- **Data provided**

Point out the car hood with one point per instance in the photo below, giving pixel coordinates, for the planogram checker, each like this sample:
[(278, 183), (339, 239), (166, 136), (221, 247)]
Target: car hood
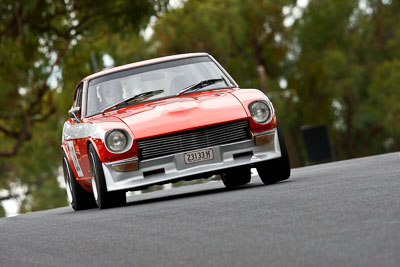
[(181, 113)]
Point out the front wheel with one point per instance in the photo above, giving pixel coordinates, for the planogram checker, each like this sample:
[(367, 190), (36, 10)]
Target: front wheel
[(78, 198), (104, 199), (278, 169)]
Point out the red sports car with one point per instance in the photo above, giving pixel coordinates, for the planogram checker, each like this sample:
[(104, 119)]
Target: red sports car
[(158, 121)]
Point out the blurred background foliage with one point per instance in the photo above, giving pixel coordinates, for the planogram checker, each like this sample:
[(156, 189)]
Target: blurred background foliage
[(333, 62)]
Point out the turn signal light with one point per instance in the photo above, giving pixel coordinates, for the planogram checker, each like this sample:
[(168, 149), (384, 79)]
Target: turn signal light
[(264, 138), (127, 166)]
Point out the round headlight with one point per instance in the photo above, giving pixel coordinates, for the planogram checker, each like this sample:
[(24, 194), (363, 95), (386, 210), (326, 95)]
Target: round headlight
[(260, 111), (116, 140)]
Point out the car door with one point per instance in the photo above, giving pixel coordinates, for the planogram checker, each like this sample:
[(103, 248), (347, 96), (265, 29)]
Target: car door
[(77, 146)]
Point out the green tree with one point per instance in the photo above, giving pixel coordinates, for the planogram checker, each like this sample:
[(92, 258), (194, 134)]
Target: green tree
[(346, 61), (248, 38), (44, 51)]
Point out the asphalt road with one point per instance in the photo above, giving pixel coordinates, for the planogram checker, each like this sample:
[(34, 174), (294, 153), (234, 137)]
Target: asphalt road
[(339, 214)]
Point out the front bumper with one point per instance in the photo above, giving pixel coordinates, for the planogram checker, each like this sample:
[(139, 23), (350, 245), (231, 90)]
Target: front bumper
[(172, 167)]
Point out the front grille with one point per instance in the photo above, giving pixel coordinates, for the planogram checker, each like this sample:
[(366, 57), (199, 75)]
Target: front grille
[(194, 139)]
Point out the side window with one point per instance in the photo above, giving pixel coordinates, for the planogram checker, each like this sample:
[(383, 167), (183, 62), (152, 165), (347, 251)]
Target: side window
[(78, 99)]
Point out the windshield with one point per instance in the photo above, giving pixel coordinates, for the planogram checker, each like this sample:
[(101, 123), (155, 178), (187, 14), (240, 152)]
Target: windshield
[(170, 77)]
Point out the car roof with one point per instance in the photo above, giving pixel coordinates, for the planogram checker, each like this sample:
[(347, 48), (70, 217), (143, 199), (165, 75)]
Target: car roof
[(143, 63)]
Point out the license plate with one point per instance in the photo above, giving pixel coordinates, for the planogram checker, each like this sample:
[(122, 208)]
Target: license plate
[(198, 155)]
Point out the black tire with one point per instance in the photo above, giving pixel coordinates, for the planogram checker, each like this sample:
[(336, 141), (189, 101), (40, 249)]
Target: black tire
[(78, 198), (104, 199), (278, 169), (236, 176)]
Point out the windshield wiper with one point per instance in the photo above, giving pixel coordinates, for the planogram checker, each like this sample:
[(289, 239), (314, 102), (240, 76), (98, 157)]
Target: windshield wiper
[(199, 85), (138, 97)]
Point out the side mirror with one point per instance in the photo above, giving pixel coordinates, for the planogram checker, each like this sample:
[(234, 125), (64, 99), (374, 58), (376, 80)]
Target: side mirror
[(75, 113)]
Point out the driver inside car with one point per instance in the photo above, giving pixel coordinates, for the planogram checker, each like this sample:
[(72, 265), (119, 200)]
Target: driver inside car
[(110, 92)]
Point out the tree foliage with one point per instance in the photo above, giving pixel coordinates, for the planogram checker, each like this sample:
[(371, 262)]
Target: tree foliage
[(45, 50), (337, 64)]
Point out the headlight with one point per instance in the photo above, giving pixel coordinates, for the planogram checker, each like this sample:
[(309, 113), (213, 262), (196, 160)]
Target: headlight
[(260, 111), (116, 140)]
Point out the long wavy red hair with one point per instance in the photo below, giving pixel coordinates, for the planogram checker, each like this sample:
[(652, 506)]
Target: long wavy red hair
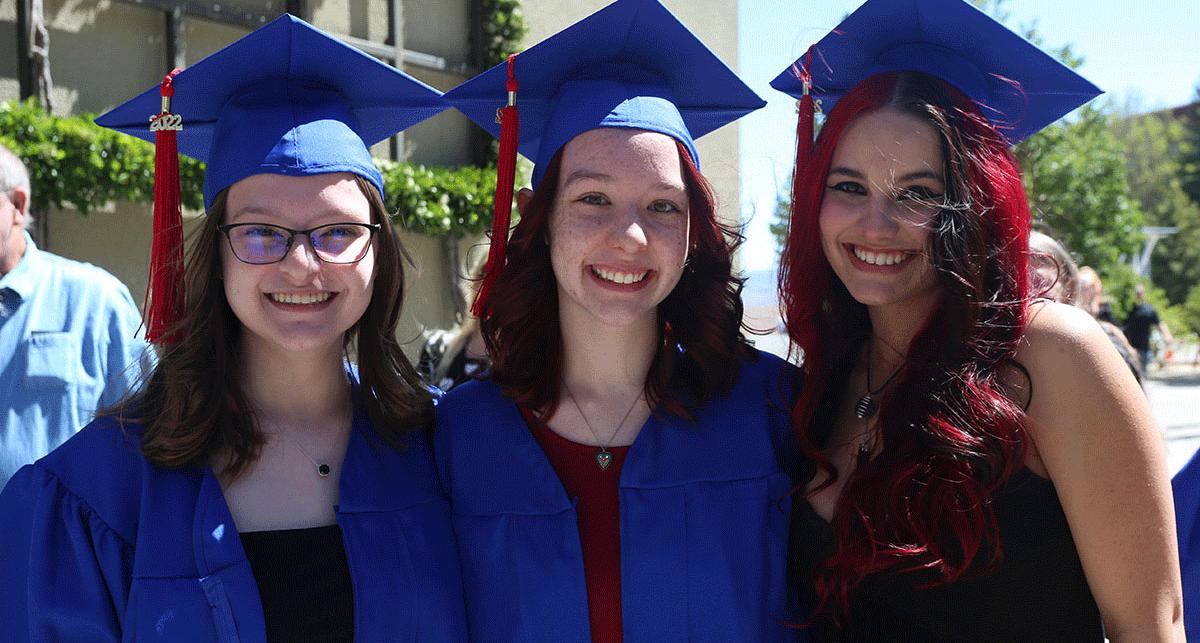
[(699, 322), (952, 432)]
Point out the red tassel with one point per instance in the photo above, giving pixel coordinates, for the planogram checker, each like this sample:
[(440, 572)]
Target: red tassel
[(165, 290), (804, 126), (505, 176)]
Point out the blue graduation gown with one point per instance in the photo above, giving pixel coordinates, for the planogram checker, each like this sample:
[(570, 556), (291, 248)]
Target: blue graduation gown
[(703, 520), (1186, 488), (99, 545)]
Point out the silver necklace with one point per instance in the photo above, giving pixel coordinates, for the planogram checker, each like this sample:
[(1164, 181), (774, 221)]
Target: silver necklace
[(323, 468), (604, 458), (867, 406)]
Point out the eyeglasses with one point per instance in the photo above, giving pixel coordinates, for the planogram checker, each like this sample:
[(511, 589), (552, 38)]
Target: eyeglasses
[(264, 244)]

- **Exercise requirements**
Please reproduce the lines between the ones holding "Point out the tree" and "[(165, 290), (804, 126), (505, 176)]", inclusive, with "planogram checker" swapped for "shelf auditor" and nothing else changed. Omit the pictures.

- **Result of this task**
Point out the tree foliage with one point per instance in the photo above, giving pixel coordinates, for the shelf auditor, each like this sample:
[(371, 262)]
Target: tree foliage
[(45, 50), (337, 64)]
Point out the headlight with one point per instance in the photo above, giving pixel coordinates, for the shelf auditor, each like this sample:
[(309, 113), (213, 262), (196, 160)]
Target: headlight
[(260, 111), (116, 140)]
Point out the long wavy red hair with one point per instance in the photo below, giving pixel coordinates, for the shelf auditor, each like this sample:
[(652, 506)]
Target: long wavy red hair
[(699, 322), (952, 432)]
Point out the red tassel with one point per instance in the photo above, giving pixel coordinates, for the shelf auditor, each like this sample:
[(440, 572)]
Target: red tassel
[(165, 290), (804, 126), (505, 176)]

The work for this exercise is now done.